PROMPT | Drawing on the series overview, explain in one to three sentences why the Hindi-language miniseries Hostel Daze is mentioned in the description of Hostel Days.

EXTRACT PROVIDED |
# # # # #
- Genre: Adult comedy-drama
- Written by: Akshay Poolla
- Directed by: Aditya Mandala;
- Starring: Darahas Maturu; Akshay Lagusani; Mouli Tanuj Prasanth; Anannyaa Akulaa; Aishwarya Hollakal; Jaiyetri Makana;
- Music by: Sidhartha Sadasivuni
- Country of origin: India
- Original language: Telugu
- No. of seasons: 1
- No. of episodes: 5

Production
- Producer: Arunabh Kumar
- Cinematography: Fahad Abdul Majeed
- Editor: Surya Vinay
- Running time: 30 minute
- Production company: The Viral Fever

Original release
- Network: Amazon Prime Video
- Release: 13 July 2023

Related
- Hostel Daze Engga Hostel

= Hostel Days =

2024 Telugu comedy drama TV series

Hostel Days is a 2023 Indian Telugu adaptation of the popular Indian Hindi-language comedy drama television miniseries Hostel Daze. The series is directed by Aditya Mandala and produced by Arubabh Kumar. It features an ensemble cast including Darahas Maturu, Akshay Lagusani, Mouli Tanuj Prasanth, Anannyaa Akulaa, Aishwarya Hollakal, and Jaiyetri Makana. The series, written by Akshay Poolla, The first trailer was released on 7 July 2023 and series premiered on Amazon Prime Video on July 13, 2023.
# # # # #
PROVIDED DATA |
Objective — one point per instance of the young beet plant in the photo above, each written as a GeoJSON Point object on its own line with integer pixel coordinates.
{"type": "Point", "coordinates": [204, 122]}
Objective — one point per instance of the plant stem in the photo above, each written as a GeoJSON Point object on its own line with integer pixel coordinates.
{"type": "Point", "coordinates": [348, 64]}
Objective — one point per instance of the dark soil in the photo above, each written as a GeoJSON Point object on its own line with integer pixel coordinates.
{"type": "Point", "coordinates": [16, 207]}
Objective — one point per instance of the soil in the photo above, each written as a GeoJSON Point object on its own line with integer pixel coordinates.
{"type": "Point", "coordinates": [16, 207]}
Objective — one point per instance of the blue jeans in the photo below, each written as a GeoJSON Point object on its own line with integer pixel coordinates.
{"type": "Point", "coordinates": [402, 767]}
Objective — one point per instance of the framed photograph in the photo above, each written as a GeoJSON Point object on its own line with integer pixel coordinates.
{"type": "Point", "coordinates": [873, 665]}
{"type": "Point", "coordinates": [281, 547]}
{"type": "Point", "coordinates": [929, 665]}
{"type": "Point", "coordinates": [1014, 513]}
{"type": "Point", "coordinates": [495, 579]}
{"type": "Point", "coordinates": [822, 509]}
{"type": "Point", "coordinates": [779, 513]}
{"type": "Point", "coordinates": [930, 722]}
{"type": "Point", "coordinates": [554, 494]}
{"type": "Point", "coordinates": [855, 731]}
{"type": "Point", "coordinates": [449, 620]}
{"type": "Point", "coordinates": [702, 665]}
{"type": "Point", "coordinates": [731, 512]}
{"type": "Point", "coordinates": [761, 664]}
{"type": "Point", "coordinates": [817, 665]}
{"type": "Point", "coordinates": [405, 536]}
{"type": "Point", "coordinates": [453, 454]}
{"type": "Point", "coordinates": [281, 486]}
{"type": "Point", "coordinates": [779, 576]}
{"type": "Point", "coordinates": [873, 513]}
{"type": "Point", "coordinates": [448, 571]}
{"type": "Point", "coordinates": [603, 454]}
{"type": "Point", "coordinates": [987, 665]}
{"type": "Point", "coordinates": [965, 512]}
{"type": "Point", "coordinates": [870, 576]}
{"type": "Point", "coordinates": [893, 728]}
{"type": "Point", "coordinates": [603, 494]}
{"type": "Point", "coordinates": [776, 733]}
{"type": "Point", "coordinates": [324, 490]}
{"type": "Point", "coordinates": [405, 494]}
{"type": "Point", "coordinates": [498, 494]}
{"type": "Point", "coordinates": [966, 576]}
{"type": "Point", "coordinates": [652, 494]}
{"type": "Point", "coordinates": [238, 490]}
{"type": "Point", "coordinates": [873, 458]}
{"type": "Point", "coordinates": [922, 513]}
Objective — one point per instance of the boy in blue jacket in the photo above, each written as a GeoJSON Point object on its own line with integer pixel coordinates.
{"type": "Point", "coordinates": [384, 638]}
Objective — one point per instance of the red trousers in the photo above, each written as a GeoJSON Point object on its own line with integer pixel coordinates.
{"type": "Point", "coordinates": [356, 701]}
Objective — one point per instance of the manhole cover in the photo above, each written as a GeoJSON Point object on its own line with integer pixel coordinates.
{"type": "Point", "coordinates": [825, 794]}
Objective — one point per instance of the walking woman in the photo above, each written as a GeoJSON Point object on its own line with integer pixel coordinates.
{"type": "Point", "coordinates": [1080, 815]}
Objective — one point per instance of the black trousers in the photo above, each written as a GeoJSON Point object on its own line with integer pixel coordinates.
# # # # #
REPLY TO THE EXERCISE | Hostel Daze is mentioned because Hostel Days is a Telugu adaptation of it. The description calls Hostel Daze a popular Indian Hindi-language comedy drama television miniseries.